◆ SET PROBLEM A:
Please pick out every line in the rows below that contains the word "chair", treating uppercase and lowercase as different, and copy each such line.

◆ PASSAGE PROVIDED:
'''
How It Works: The Query Lifecycle

  1. Connection Acceptance: Client connects via PostgreSQL protocol
  2. Connection Pooling: Reuse existing backend connection or create new
  3. Query Analysis: AI parses query complexity and type (read/write)
  4. Backend Selection: ML algorithm selects optimal backend based on:
    • Current health scores
    • Predicted response time
    • Backend load levels
    • Historical success rates
  5. Query Execution: Forward query to selected backend
  6. Feedback Learning: Update backend metrics based on actual performance
  7. Response Return: Stream results back to client
  8. Connection Return: Release connection back to pool

This cycle continuously improves routing decisions through machine learning feedback.

Installation and Configuration

Prerequisites

  • PostgreSQL 13, 14, 15, 16, 17, or 18
  • C compiler (gcc/clang)
  • Standard build tools (autoconf, automake, libtool, make)

Installation Steps

# Clone the repository
git clone https://github.com/pgElephant/pgbalancer.git
cd pgbalancer
# Generate configure script
autoreconf -fi
# Configure with options
./configure --with-openssl --with-pam
# Build and install
make
sudo make install

Basic Configuration

Create /etc/pgbalancer/pgbalancer.conf:

# Connection settings
listen_addresses = '*'
port = 5432
socket_dir = '/tmp'
pcp_listen_addresses = '*'
pcp_port = 9898
# Backend PostgreSQL servers
backend_hostname0 = 'localhost'
backend_port0 = 5433
backend_weight0 = 1
backend_data_directory0 = '/usr/local/pgsql/data1'
backend_flag0 = 'ALLOW_TO_FAILOVER'
backend_hostname1 = 'localhost'
backend_port1 = 5434
backend_weight1 = 1
backend_data_directory1 = '/usr/local/pgsql/data2'
backend_flag1 = 'ALLOW_TO_FAILOVER'
backend_hostname2 = 'localhost'
backend_port2 = 5435
backend_weight2 = 1
backend_data_directory2 = '/usr/local/pgsql/data3'
backend_flag2 = 'ALLOW_TO_FAILOVER'
# Connection pooling
num_init_children = 32
max_pool = 4
child_life_time = 300
child_max_connections = 0
connection_cache = on
reset_query_list = 'ABORT; DISCARD ALL'
# Load balancing
load_balance_mode = on
ignore_leading_white_space = on
# Health checking
health_check_period = 30
health_check_timeout = 20
health_check_user = 'postgres'
health_check_password = 'postgres'
health_check_database = 'postgres'
health_check_max_retries = 3
# AI Load Balancing (NEW)
'''
◆ SET PROBLEM B:
For each statement, say whether it agrees with the pgbalancer text above. Answer yes or no and quote the deciding words from that text. (i) PostgreSQL 12 is among the listed prerequisites. (ii) The sample configuration sets health_check_period to 30. (iii) The sample configuration sets pcp_port to 9898.

◆ RAW RECORDS:
'''
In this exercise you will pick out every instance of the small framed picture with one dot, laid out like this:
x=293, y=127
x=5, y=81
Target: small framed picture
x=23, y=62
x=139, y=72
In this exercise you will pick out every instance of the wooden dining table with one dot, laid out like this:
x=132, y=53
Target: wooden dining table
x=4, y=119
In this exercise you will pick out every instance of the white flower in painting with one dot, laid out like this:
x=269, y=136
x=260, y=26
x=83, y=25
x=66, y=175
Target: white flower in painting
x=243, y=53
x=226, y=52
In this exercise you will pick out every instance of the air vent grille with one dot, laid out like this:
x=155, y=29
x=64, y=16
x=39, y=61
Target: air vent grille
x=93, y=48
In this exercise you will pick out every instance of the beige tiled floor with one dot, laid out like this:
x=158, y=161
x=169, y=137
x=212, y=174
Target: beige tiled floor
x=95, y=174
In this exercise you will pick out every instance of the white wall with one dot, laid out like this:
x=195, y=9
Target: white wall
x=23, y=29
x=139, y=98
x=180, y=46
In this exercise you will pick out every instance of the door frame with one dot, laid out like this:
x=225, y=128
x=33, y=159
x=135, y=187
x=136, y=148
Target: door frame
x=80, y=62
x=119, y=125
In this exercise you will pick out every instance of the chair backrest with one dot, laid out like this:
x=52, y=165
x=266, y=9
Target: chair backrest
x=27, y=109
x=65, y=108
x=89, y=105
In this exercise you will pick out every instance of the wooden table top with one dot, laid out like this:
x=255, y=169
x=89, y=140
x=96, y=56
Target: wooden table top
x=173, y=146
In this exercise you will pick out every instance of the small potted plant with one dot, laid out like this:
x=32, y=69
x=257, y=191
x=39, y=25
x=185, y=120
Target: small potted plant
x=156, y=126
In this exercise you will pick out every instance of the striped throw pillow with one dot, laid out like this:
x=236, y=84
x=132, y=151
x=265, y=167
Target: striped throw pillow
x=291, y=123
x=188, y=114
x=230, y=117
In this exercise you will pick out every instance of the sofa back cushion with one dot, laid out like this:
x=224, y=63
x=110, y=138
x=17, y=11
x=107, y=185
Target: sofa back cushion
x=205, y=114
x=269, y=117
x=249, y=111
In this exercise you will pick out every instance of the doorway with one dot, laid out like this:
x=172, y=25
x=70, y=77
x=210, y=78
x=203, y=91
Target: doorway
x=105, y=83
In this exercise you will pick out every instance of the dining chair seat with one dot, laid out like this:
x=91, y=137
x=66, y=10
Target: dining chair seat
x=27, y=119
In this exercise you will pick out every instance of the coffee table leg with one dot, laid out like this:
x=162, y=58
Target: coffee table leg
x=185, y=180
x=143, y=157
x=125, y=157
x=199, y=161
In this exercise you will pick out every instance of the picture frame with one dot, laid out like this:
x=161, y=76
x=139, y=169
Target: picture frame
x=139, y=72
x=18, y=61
'''
◆ CORRECT ANSWER A:
In this exercise you will pick out every instance of the chair backrest with one dot, laid out like this:
Target: chair backrest
In this exercise you will pick out every instance of the dining chair seat with one dot, laid out like this:
Target: dining chair seat

◆ CORRECT ANSWER B:
(i) No: "PostgreSQL 13, 14, 15, 16, 17, or 18"
(ii) Yes: "health_check_period = 30"
(iii) Yes: "pcp_port = 9898"